**Required action**
In the listing below, every line with the word "between" needs to be copied.
BEGIN
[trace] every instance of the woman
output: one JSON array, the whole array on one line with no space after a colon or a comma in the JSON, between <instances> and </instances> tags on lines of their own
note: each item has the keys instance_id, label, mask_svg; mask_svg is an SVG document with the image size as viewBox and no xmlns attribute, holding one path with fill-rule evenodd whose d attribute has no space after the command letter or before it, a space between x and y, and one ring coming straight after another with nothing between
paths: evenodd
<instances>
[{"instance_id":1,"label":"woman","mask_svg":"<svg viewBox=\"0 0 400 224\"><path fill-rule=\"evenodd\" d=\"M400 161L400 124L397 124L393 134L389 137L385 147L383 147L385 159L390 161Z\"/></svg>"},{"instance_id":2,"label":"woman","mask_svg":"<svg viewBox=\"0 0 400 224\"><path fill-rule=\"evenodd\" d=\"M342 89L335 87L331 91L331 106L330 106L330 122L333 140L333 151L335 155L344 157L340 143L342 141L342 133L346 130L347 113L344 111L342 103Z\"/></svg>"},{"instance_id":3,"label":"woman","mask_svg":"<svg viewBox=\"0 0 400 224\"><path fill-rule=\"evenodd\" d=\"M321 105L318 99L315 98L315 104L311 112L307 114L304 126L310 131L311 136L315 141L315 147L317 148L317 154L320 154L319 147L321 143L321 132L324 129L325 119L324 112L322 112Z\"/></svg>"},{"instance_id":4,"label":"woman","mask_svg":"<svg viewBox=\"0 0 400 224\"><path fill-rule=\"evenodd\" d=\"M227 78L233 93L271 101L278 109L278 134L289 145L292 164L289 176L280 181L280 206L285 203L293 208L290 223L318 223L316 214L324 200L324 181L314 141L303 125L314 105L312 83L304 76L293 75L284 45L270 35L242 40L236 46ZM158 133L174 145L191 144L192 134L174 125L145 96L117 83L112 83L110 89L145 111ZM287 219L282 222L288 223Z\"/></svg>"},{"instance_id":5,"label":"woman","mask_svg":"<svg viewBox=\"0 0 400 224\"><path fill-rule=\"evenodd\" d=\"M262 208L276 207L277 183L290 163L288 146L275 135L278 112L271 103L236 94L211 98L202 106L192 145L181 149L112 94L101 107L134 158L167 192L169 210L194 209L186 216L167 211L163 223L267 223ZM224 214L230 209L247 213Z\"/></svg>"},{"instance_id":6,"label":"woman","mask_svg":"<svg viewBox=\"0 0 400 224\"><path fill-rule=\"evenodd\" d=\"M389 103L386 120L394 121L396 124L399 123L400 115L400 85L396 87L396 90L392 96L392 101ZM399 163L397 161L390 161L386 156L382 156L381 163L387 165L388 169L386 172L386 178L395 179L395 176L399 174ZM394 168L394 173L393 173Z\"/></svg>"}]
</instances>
END
**Solution to this task**
output: one JSON array, the whole array on one line with no space after a colon or a comma in the JSON, between <instances> and </instances> tags on lines of their own
note: each item has the keys instance_id, label, mask_svg; mask_svg is an SVG document with the image size as viewBox and no xmlns attribute, holding one path with fill-rule evenodd whose d attribute has no space after the command letter or before it, a space between x and y, and one ring coming straight after another with nothing between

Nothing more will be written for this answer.